QUÉ HACER:
Reproduce todas las líneas siguientes sin alterar ni una sola palabra.

(Registros del conjunto de datos)
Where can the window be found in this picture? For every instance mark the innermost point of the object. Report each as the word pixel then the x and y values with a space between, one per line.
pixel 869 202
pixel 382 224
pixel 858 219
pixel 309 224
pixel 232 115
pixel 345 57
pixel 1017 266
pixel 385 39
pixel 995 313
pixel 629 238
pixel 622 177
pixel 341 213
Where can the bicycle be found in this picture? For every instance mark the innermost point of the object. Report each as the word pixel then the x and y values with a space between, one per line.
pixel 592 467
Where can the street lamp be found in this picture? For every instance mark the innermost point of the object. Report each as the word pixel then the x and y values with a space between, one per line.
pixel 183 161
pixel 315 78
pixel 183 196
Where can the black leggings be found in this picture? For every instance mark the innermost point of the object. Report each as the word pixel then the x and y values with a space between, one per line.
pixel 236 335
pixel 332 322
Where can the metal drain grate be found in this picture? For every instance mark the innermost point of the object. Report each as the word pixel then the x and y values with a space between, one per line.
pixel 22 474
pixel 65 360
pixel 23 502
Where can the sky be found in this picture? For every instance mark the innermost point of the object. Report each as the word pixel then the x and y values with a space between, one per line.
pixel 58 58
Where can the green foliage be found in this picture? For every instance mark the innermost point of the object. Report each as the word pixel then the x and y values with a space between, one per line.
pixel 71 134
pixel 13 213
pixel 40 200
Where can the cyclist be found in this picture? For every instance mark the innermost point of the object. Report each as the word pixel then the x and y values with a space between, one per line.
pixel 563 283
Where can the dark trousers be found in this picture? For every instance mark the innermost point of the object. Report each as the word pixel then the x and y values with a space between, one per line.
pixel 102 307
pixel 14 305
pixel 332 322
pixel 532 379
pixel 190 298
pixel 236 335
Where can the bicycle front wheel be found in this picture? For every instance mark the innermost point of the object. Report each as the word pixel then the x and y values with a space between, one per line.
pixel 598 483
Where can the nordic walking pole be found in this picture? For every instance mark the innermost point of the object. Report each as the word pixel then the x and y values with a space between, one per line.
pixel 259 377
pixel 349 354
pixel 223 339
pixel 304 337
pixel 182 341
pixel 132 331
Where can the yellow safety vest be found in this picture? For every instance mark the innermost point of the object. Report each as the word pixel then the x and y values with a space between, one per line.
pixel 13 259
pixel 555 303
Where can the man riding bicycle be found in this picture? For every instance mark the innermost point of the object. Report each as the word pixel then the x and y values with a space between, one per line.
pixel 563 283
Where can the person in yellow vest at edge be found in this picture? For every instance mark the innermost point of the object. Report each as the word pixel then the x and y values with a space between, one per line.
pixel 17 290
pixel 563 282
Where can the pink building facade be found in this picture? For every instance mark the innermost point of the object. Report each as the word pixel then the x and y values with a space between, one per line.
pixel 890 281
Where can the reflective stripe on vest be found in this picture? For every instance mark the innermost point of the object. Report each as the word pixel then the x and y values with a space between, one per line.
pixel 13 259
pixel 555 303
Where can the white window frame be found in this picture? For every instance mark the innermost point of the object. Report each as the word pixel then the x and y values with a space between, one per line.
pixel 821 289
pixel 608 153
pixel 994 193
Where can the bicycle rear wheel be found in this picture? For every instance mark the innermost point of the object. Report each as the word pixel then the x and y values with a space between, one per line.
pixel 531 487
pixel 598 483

RESPUESTA:
Where can the window be found in this picture? For every instance mark the innermost point of the object. Report each as the word pixel then the x and y values with a space between, one per line.
pixel 869 202
pixel 382 224
pixel 858 219
pixel 309 224
pixel 232 115
pixel 345 57
pixel 1017 266
pixel 385 39
pixel 995 313
pixel 629 238
pixel 622 177
pixel 341 213
Where can the bicycle be found in this picture? For every instance mark the innermost point of the object. Report each as the word pixel then the x and y values with a space between, one per line.
pixel 592 467
Where can the street lamp be found in this picture? For every instance mark the innermost point of the object. Report each as the word pixel then the x and y values with a space between, one per line.
pixel 183 161
pixel 315 78
pixel 183 196
Where can the black leggings be found in this picture? For every instance mark the innermost point of the object. Report each as the word pixel then the x and y values with a space between, one per line.
pixel 236 335
pixel 332 322
Where can the metal drain grate be found in this picture? For every instance mark the innermost point of the object. Report each as the word pixel then the x and y values with a space between, one per line.
pixel 22 474
pixel 65 360
pixel 23 502
Where can the sky be found in this picture? For every instance mark the innermost point of the object. Report each as the word pixel then the x and y values with a space between, one per line.
pixel 58 58
Where can the green foliage be found in this picture? For every instance mark the innermost point of the object. Report each as the word pixel then the x and y values with a space between, one per line.
pixel 71 134
pixel 13 213
pixel 40 200
Where can the cyclist be found in this picture? For every instance mark the innermost point of the object. Report each as the word pixel then the x and y values with a space between, one per line.
pixel 563 283
Where can the dark trousers be found in this picture? For every instance mark the innermost point of the object. Report each as the word pixel then the x and y values with a space between, one per line.
pixel 102 307
pixel 14 305
pixel 332 322
pixel 532 379
pixel 190 298
pixel 236 335
Where can the bicycle front wheel be found in this picture? For every instance mark the innermost point of the object. Report each as the word pixel then the x and y values with a space between, one per line.
pixel 598 483
Where can the nordic walking pole be found in this picture? For every instance mark the innermost point of the object. Report each as the word pixel then the x and y values with a space between, one per line.
pixel 259 377
pixel 349 354
pixel 223 339
pixel 304 337
pixel 182 341
pixel 132 331
Where can the yellow safety vest be found in this picture? For every instance mark the innermost point of the object. Report each as the word pixel then the x and y values with a space between, one per line.
pixel 13 259
pixel 555 303
Where can the man riding bicycle be found in this picture? For every instance mark the innermost point of the object. Report each as the word pixel then the x and y values with a space between, one per line.
pixel 563 283
Where can the person in yellow vest at edge be found in this picture? For every instance mark the innermost point of the object. Report each as the word pixel then the x and y values with a space between, one per line.
pixel 17 290
pixel 563 282
Where can the pink building facade be found in this picture? For every instance mark the innermost point of the object. Report each as the word pixel then the x and y values with a space between, one per line.
pixel 890 281
Where can the reflective stripe on vest be found in this picture? For every instance mark the innermost point of the object. Report each as the word pixel then the x and y values with a space between, one per line.
pixel 13 259
pixel 555 303
Where can the white window frame be found in this picture? For every instance mark the innermost point of the object. Report each as the word pixel then the x and y values with a space between, one per line.
pixel 821 289
pixel 608 153
pixel 994 193
Where can the bicycle rear wheel be found in this picture? For every instance mark the innermost point of the object. Report each as the word pixel then the x and y values with a space between, one per line.
pixel 531 487
pixel 598 483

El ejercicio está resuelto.